-- begin SOURCE DATA --

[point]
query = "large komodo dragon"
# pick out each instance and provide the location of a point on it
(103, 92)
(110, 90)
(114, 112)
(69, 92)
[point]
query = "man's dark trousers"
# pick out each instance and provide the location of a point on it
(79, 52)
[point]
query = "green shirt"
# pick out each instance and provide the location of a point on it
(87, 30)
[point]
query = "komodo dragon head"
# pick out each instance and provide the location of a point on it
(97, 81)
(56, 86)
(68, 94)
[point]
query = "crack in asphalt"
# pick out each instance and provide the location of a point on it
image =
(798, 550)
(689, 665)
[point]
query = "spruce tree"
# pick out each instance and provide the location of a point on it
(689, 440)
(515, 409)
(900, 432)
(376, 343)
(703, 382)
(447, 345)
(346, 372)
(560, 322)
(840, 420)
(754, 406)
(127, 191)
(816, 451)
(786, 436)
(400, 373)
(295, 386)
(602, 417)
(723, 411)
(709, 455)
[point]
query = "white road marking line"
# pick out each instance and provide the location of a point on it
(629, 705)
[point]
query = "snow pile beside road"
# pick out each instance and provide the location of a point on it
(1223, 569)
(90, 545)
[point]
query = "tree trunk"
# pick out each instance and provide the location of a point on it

-- end SOURCE DATA --

> DIRECTIVE: Your task is to print all of the records exactly.

> THE SOLUTION:
[point]
query = "large komodo dragon"
# pick out each instance and provide the location of a point on it
(103, 92)
(110, 90)
(114, 112)
(69, 92)
[point]
query = "man's dark trousers"
# pick out each instance and provide the location of a point on it
(79, 52)
[point]
query = "green shirt"
# pick out each instance and provide the location of a point on it
(87, 30)
[point]
query = "komodo dragon head"
# pick out each instance and provide the location of a point on it
(97, 81)
(56, 86)
(68, 94)
[point]
query = "crack in asphalt"
# pick out each instance and provide the location of a point on it
image =
(798, 550)
(689, 665)
[point]
query = "spruce tree"
# pick out each instance and provide the location of a point on it
(689, 440)
(515, 409)
(900, 432)
(376, 343)
(703, 382)
(447, 345)
(346, 372)
(560, 322)
(840, 420)
(754, 406)
(127, 191)
(816, 451)
(786, 436)
(400, 373)
(295, 386)
(602, 417)
(723, 411)
(709, 455)
[point]
query = "white road marking line"
# pick out each instance and provide the location of a point on it
(629, 705)
[point]
query = "snow pile beside road"
# pick out each instance and provide the location of a point on it
(1223, 569)
(90, 545)
[point]
query = "tree trunk"
# pick out each instance and provide the location of a point on it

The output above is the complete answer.